- _Stored rows_
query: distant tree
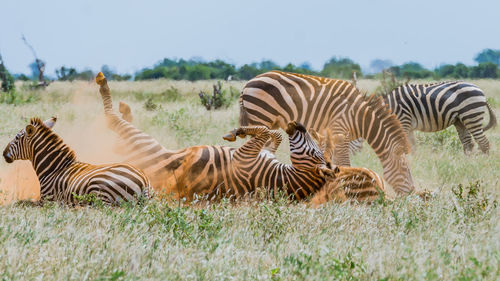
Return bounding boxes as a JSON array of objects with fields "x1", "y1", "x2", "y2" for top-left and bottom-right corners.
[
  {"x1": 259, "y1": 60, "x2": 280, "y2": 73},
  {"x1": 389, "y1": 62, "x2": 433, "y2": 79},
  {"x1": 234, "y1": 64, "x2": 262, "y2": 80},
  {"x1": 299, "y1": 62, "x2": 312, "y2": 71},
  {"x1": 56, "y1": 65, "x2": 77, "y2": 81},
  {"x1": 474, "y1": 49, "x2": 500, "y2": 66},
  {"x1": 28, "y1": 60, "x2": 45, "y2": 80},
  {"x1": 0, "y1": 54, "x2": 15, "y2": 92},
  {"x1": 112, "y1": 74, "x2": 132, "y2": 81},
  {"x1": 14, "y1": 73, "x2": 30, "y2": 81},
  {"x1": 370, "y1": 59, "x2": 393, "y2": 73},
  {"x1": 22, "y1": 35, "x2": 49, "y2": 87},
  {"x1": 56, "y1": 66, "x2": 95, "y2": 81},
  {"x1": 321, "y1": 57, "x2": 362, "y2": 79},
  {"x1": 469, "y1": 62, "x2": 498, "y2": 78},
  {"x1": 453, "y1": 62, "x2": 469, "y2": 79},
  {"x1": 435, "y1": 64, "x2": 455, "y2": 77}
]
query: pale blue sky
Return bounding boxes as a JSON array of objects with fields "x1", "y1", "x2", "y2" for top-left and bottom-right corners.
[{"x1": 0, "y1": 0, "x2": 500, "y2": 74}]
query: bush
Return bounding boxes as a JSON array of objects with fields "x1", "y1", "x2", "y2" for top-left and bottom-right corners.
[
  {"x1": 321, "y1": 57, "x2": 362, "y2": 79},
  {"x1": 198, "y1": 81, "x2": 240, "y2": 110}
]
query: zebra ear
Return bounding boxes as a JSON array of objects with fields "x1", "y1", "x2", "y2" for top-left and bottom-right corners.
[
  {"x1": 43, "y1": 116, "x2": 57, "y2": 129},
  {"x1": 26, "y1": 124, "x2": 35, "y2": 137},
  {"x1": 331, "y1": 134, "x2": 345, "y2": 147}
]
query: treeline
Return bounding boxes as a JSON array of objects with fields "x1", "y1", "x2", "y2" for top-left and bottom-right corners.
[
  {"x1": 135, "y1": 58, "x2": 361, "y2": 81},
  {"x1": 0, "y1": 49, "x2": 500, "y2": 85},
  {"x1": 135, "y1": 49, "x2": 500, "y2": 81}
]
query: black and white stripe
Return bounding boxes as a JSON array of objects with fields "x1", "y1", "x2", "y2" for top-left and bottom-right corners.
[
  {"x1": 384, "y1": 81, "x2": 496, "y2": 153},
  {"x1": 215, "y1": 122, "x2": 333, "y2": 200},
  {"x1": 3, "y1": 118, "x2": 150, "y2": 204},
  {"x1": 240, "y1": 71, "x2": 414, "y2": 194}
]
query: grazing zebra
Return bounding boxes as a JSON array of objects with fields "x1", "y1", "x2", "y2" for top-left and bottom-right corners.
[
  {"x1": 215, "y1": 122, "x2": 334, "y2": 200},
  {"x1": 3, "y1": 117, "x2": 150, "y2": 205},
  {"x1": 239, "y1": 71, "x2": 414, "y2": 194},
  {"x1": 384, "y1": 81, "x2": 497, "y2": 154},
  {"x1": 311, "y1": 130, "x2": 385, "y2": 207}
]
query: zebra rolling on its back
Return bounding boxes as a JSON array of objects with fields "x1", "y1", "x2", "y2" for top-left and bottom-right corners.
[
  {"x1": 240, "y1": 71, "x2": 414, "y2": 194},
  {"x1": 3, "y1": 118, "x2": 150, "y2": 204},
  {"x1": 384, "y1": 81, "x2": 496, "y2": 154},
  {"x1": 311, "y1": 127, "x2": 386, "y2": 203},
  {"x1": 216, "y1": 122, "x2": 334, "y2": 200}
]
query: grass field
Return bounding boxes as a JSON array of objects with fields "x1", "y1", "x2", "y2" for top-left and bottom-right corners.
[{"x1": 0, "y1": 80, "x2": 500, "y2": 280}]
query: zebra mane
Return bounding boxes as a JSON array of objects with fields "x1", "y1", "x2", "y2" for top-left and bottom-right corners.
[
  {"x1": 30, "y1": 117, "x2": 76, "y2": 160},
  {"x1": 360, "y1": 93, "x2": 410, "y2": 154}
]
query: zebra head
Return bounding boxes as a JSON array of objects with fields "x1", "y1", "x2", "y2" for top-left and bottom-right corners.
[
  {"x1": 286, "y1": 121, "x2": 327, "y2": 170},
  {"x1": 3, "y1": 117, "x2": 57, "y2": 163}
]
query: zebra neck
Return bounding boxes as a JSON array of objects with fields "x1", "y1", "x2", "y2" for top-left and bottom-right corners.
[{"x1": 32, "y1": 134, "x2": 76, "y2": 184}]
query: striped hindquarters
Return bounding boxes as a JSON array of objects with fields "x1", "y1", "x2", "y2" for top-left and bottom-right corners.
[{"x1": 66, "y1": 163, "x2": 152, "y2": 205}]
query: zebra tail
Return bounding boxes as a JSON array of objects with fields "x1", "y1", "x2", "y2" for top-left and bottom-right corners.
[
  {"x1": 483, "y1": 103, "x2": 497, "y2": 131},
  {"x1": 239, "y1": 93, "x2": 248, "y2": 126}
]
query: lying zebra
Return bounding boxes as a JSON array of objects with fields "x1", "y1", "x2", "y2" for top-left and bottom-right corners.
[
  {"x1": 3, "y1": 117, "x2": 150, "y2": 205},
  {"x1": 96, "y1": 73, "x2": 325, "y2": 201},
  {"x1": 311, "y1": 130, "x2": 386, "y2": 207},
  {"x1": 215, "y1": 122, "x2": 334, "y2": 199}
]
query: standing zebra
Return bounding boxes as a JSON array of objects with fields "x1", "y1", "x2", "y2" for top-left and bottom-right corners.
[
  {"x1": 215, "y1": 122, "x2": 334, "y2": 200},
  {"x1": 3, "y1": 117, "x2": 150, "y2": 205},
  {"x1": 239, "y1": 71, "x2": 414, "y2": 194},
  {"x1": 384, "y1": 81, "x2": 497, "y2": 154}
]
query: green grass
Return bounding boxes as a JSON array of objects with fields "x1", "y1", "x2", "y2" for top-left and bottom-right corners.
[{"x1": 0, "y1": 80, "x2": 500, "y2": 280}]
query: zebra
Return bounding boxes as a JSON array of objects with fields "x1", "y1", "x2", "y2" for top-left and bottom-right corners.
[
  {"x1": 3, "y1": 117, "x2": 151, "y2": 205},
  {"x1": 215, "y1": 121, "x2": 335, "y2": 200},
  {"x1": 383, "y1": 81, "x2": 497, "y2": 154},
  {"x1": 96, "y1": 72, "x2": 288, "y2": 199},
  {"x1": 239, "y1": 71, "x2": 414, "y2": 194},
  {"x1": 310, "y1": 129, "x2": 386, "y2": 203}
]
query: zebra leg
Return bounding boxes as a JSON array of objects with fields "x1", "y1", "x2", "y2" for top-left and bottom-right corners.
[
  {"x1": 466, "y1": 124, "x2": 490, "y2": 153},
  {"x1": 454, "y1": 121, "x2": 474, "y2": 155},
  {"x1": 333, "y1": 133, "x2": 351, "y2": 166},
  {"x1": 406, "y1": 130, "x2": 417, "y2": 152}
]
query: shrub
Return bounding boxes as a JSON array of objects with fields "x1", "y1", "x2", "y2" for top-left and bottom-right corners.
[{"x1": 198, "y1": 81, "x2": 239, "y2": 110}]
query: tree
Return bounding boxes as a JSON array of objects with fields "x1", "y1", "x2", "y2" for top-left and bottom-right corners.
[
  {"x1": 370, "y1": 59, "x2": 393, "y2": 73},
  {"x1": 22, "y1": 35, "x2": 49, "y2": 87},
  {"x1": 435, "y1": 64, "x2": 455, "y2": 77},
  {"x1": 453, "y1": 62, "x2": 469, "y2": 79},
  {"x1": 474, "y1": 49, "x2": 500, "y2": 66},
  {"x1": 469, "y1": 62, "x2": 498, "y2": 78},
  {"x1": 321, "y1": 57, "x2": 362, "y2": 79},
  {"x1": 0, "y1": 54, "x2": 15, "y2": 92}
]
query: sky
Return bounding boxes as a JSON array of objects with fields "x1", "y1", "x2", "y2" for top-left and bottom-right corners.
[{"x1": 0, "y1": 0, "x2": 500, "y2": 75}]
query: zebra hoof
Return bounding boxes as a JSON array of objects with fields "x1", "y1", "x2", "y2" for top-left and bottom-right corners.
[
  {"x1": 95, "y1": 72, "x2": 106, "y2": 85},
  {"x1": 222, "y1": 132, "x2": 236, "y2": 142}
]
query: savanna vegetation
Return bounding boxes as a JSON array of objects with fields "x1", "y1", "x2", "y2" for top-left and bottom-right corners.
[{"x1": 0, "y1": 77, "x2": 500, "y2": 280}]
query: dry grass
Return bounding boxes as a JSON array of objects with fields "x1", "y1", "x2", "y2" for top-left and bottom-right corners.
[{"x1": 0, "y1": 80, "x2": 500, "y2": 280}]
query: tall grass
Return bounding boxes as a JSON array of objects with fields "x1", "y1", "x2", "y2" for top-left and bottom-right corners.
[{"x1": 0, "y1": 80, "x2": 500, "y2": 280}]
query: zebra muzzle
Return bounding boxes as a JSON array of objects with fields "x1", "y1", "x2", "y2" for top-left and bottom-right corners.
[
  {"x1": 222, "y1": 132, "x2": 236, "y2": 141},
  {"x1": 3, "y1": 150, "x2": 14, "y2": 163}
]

...

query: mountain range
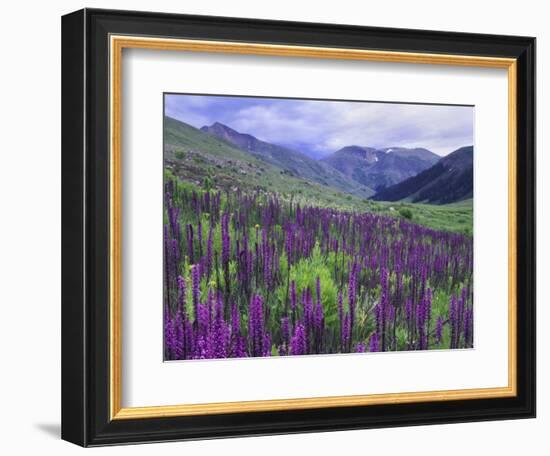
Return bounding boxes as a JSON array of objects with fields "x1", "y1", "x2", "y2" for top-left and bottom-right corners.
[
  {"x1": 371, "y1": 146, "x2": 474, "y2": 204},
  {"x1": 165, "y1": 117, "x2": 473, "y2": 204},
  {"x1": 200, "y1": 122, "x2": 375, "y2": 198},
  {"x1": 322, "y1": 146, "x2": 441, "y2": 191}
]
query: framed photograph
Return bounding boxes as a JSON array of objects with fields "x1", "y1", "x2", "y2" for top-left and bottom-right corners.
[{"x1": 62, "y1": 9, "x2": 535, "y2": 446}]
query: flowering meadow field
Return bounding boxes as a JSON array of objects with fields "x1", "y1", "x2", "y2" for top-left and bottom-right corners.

==

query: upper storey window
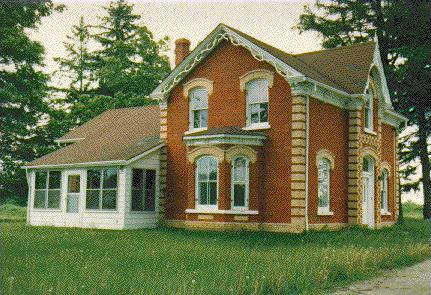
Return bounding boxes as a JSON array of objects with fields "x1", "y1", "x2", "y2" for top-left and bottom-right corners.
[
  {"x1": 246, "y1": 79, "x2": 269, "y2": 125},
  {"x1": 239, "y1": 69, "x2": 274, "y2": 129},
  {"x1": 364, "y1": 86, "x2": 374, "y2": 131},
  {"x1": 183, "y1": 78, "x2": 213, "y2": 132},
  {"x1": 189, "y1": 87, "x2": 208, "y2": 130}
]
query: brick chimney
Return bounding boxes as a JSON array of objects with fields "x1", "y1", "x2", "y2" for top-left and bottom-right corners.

- _Direction_
Locate each line in the records above that contains the word "grass", and copy those lines out in full.

- _Full solution_
query: grass field
query: green grass
query: dry grass
query: tall grass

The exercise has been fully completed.